WHAT YOU WILL DO:
Using the listing below, print exactly everything from the line with "In this exercise you will identify every instance of the onion" down to the line with "the white onion", both included, and nothing more.
# # #
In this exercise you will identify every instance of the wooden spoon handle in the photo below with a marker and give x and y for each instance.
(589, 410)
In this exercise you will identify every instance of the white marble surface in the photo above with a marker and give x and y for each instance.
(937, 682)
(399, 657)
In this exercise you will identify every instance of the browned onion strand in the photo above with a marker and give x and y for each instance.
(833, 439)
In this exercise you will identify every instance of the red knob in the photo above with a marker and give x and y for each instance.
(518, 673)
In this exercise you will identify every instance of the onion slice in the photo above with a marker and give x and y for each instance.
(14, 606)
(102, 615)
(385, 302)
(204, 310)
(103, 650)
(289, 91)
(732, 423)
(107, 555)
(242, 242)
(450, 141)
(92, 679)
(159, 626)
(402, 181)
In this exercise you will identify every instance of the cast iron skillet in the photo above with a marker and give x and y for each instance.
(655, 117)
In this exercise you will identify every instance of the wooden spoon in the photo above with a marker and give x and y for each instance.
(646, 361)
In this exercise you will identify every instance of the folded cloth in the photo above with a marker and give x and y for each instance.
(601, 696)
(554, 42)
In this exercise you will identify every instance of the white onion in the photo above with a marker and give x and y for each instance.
# # #
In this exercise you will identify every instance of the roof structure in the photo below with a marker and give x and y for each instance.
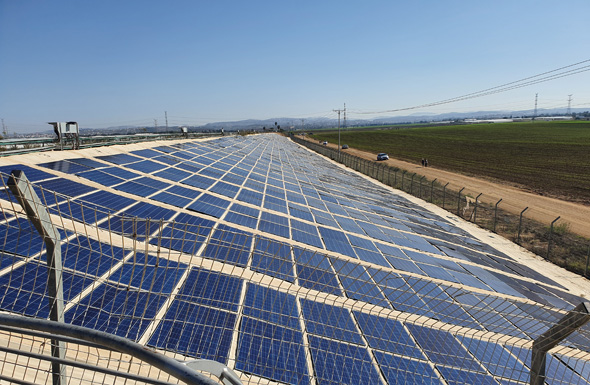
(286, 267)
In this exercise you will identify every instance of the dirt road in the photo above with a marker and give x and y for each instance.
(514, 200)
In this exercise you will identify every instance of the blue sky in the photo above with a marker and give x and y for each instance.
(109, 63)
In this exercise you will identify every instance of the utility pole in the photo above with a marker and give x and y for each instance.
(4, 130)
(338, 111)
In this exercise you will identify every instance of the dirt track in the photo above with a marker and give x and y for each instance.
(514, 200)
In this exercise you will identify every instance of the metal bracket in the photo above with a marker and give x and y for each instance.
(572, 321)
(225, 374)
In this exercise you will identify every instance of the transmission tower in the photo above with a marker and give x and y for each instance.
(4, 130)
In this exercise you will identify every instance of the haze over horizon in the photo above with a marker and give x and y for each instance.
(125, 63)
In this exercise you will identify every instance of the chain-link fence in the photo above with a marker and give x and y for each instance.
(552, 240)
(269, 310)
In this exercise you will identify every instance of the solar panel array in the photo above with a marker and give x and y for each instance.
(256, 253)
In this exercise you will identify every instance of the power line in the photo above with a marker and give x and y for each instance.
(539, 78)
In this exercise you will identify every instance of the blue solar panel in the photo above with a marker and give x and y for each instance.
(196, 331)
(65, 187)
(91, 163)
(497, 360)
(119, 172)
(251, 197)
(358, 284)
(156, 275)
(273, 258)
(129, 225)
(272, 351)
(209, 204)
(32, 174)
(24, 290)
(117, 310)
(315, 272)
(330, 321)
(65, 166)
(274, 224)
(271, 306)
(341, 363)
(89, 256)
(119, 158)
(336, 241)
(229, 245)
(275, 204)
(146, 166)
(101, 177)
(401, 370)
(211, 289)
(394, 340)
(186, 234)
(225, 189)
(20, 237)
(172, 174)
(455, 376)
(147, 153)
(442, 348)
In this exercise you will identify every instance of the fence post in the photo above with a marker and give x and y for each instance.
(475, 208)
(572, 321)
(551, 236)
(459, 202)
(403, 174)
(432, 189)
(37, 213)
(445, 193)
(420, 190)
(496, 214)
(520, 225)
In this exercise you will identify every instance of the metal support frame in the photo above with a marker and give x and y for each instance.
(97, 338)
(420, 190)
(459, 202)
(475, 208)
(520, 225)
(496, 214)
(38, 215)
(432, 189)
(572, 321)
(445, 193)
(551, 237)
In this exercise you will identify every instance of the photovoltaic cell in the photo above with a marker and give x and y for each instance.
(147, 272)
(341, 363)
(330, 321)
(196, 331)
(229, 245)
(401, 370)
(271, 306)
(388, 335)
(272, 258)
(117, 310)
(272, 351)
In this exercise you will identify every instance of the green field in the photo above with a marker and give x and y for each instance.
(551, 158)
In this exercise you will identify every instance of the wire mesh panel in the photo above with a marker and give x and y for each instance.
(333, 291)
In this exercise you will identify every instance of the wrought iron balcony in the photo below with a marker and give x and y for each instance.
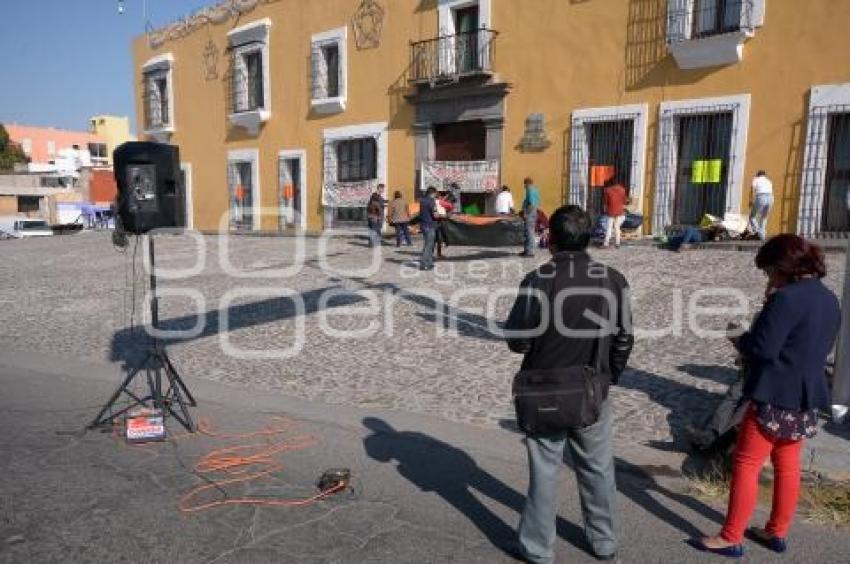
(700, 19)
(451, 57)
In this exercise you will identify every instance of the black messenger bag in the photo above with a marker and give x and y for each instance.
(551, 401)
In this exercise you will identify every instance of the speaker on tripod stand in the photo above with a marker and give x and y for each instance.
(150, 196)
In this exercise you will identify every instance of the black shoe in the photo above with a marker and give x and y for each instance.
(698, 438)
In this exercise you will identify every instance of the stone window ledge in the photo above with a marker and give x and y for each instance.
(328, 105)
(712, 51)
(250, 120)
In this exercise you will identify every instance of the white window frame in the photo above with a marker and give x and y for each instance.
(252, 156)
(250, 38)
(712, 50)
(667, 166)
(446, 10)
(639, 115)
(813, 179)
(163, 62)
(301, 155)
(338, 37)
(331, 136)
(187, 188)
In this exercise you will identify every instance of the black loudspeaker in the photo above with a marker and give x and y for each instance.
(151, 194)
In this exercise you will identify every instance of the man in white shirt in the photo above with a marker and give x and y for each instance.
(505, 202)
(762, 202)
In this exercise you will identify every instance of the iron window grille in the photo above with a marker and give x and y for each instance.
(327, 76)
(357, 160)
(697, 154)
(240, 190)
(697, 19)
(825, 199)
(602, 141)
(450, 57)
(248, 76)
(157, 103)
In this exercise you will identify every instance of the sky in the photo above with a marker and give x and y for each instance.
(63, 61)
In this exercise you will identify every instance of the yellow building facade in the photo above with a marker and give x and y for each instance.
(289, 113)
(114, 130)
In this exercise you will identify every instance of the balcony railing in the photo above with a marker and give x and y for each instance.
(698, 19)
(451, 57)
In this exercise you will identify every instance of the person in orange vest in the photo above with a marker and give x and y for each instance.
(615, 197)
# # #
EXERCISE ANSWER:
In this exercise you will identify every instance of the onion slice in the photo above with a marker and give x and y for each instance.
(14, 606)
(102, 615)
(385, 302)
(204, 310)
(103, 650)
(289, 91)
(732, 423)
(107, 555)
(242, 242)
(450, 141)
(92, 679)
(159, 626)
(402, 181)
In this exercise you will identify every instance of the cast iron skillet in the photo above with a marker and give x and y for each instance.
(655, 117)
In this exercise you will identify every instance of the wooden spoon in the photo above with a marker and give x and y for each instance.
(646, 361)
In this exercise you will identify every instance of the folded cloth in the photo above with a marker and give x and y for each instance.
(601, 696)
(554, 42)
In this exercise you will identify every instance of the white onion in the photo above with a marker and give x and y for each instance.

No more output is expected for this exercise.